── INPUT MATERIAL

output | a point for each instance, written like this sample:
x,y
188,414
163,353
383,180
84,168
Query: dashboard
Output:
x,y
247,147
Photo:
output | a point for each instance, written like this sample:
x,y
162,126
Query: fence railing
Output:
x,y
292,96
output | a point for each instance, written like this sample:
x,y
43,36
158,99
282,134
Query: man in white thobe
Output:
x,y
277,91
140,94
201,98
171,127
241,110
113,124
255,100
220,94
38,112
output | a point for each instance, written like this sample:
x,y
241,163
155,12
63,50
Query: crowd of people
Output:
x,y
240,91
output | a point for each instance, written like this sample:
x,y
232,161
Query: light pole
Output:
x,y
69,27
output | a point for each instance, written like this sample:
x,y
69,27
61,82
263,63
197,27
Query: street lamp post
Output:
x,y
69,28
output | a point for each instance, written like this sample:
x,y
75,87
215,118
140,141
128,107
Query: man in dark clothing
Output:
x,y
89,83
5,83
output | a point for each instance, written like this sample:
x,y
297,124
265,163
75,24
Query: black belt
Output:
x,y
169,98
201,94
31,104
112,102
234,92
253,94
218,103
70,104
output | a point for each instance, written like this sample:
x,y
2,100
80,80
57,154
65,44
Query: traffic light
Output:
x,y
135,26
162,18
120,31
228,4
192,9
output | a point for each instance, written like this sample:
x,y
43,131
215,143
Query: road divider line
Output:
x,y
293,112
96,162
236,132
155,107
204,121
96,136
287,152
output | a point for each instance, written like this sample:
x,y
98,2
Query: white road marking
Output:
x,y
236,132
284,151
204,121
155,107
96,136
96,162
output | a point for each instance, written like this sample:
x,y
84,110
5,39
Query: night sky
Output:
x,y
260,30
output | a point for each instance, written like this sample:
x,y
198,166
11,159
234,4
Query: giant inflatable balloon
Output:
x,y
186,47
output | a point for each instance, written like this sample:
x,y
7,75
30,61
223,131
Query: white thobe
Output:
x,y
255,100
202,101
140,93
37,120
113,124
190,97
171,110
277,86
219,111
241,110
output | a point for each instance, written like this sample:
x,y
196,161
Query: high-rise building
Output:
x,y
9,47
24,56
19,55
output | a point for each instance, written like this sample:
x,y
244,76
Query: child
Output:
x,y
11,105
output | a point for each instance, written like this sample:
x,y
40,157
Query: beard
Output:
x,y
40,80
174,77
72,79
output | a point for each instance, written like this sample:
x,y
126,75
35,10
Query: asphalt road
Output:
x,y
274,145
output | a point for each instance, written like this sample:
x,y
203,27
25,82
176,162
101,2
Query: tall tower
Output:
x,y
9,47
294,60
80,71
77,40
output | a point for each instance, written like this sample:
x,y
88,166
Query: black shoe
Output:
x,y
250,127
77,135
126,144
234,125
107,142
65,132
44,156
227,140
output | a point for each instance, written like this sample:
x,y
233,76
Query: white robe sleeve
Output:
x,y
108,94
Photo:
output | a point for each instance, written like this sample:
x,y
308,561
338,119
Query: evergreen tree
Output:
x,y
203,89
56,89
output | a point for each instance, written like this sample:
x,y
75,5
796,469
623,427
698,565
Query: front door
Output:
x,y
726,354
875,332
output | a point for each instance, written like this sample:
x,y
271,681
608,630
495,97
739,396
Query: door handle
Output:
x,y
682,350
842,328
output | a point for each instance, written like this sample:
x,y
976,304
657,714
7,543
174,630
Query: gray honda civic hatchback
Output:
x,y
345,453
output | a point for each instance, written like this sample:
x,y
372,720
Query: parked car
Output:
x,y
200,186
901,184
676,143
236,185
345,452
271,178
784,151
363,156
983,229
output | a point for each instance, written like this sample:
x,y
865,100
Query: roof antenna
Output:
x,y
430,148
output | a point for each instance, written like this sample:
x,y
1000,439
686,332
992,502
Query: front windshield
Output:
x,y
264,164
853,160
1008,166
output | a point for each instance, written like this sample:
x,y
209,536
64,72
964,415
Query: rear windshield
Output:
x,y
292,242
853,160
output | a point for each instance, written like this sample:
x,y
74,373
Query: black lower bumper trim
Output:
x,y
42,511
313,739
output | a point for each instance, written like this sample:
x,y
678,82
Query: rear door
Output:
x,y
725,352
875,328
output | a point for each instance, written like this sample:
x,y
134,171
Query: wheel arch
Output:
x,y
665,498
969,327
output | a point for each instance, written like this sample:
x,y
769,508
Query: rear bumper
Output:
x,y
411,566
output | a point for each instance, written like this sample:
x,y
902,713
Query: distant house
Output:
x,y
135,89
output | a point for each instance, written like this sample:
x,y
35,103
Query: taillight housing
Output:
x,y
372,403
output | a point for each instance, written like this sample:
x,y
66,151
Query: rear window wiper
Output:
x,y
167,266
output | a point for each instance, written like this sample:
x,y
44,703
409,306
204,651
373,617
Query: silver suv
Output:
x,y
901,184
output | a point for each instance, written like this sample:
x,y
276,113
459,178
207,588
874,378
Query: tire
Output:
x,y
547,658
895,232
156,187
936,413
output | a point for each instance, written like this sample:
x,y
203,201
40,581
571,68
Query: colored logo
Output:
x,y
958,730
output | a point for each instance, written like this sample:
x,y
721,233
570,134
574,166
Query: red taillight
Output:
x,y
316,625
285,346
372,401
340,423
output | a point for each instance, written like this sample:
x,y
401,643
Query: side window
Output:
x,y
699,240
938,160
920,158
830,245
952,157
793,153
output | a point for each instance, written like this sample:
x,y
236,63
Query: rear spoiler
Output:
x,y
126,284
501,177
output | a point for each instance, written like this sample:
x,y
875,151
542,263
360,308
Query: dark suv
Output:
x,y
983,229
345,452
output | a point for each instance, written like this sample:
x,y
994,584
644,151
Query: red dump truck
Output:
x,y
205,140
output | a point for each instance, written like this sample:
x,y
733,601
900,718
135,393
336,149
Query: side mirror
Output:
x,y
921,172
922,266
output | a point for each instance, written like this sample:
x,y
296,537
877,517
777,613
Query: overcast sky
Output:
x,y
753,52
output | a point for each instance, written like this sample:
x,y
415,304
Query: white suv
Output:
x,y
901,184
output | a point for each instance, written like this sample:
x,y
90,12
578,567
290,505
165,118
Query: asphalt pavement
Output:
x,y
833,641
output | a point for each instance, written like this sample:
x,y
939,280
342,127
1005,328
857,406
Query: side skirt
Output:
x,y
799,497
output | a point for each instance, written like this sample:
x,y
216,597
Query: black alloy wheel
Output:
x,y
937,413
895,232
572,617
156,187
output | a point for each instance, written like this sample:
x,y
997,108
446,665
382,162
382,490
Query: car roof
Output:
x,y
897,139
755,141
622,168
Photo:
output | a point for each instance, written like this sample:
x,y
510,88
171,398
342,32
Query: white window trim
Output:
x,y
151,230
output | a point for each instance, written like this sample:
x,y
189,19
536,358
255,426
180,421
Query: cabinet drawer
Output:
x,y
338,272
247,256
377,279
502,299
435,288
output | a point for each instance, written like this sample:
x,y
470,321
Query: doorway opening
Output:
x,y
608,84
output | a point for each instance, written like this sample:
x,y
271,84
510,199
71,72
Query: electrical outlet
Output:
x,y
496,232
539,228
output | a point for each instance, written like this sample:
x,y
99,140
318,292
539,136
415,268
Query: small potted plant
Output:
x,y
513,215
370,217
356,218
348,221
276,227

────

CHALLENGE – How many of the lines above contain the string "side", counting only matches with the same case? Reply with the number alone.

FULL RESPONSE – 3